- [TASK A]: Transcribe the passage of the text on the Jelić surname that opens with the words containing "Jelic or Jelić" and closes with "in Croatia (1689).".
- [TASK B]: Restate word for word the part of the records that opens with the line containing "provide the segmentation of spectator" and runs through the last line of the records, including both ends.

= Jelić =

Jelic or Jelić is a common Croatian and Serbian family name. It is probably derived from the word "jela", which means fir.

In Croatia, surname is common in Senj, Dolac near Split, Iž island, Čavoglave and Županja area. Among Croats of Bosnia and Herzegovina, it is common in Prozor-Rama, Teslić and northern Herzegovina. One of the earliest mentions of the surname are those of composer Vinko Jelić in the early 1610s (Jelić, Jelich, Jelik, Jelitsch), as well as in the civil registries of the Catholic Church in Croatia (1689).

- [MATERIAL SUPPLIED]:

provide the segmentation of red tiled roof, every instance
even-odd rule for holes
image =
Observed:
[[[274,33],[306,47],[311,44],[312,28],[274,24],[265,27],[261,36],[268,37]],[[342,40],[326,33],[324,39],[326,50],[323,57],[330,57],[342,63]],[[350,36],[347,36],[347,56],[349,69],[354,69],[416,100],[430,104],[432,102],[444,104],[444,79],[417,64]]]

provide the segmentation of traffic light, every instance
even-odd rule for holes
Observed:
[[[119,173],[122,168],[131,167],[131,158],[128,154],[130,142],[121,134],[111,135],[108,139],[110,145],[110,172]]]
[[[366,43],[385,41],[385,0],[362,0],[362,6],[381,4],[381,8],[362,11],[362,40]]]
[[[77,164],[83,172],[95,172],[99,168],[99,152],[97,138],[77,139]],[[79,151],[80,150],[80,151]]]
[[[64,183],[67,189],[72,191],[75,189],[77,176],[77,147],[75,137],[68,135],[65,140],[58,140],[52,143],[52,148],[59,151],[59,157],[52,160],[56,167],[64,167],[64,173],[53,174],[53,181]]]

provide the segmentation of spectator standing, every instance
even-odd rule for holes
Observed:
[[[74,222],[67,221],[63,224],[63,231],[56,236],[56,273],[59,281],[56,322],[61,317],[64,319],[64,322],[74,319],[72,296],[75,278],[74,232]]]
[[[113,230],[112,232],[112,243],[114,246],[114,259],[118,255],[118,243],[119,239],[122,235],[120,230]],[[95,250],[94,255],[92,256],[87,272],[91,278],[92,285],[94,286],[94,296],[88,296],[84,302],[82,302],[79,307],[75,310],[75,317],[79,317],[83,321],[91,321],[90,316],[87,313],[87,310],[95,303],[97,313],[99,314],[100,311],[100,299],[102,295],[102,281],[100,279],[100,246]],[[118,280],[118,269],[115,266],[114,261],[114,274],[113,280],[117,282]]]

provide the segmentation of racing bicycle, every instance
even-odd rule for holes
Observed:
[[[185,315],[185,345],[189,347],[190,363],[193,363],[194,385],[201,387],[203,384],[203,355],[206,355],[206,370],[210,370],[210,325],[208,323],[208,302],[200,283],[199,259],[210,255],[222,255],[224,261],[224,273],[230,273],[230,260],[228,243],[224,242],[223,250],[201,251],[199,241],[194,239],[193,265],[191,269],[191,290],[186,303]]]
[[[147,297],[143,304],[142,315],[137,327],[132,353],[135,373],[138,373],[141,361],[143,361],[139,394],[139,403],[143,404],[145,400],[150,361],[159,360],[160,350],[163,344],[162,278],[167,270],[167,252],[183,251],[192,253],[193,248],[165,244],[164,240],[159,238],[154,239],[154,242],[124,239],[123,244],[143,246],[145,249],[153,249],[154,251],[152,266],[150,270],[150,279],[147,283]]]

- [EXPECTED OUTPUT A]:
Jelic or Jelić is a common Croatian and Serbian family name. It is probably derived from the word "jela", which means fir.

In Croatia, surname is common in Senj, Dolac near Split, Iž island, Čavoglave and Županja area. Among Croats of Bosnia and Herzegovina, it is common in Prozor-Rama, Teslić and northern Herzegovina. One of the earliest mentions of the surname are those of composer Vinko Jelić in the early 1610s (Jelić, Jelich, Jelik, Jelitsch), as well as in the civil registries of the Catholic Church in Croatia (1689).

- [EXPECTED OUTPUT B]:
provide the segmentation of spectator standing, every instance
even-odd rule for holes
Observed:
[[[74,222],[67,221],[63,224],[63,231],[56,236],[56,273],[59,281],[56,322],[61,317],[64,319],[64,322],[74,319],[72,296],[75,278],[74,232]]]
[[[113,230],[112,232],[112,243],[114,246],[114,259],[118,255],[118,243],[119,239],[122,235],[120,230]],[[95,250],[94,255],[92,256],[87,272],[91,278],[92,285],[94,286],[94,296],[88,296],[84,302],[82,302],[79,307],[75,310],[75,317],[79,317],[83,321],[91,321],[90,316],[87,313],[87,310],[95,303],[97,313],[99,314],[100,311],[100,299],[102,295],[102,281],[100,279],[100,246]],[[118,280],[118,269],[115,266],[114,261],[114,274],[113,280],[117,282]]]

provide the segmentation of racing bicycle, every instance
even-odd rule for holes
Observed:
[[[185,315],[185,345],[189,347],[190,363],[193,363],[194,385],[201,387],[203,384],[203,355],[206,355],[206,370],[210,370],[210,325],[208,323],[208,302],[200,283],[199,259],[210,255],[222,255],[224,261],[224,273],[230,273],[230,260],[228,243],[224,242],[223,250],[201,251],[199,241],[194,239],[193,265],[191,269],[191,290],[186,303]]]
[[[147,297],[143,304],[142,315],[137,327],[132,353],[135,373],[138,373],[141,361],[143,361],[139,394],[139,403],[143,404],[145,400],[150,361],[159,360],[160,350],[163,344],[162,278],[167,270],[167,252],[183,251],[192,253],[193,248],[165,244],[164,240],[159,238],[154,239],[154,242],[124,239],[123,244],[143,246],[145,249],[153,249],[154,251],[152,266],[150,270],[150,279],[147,283]]]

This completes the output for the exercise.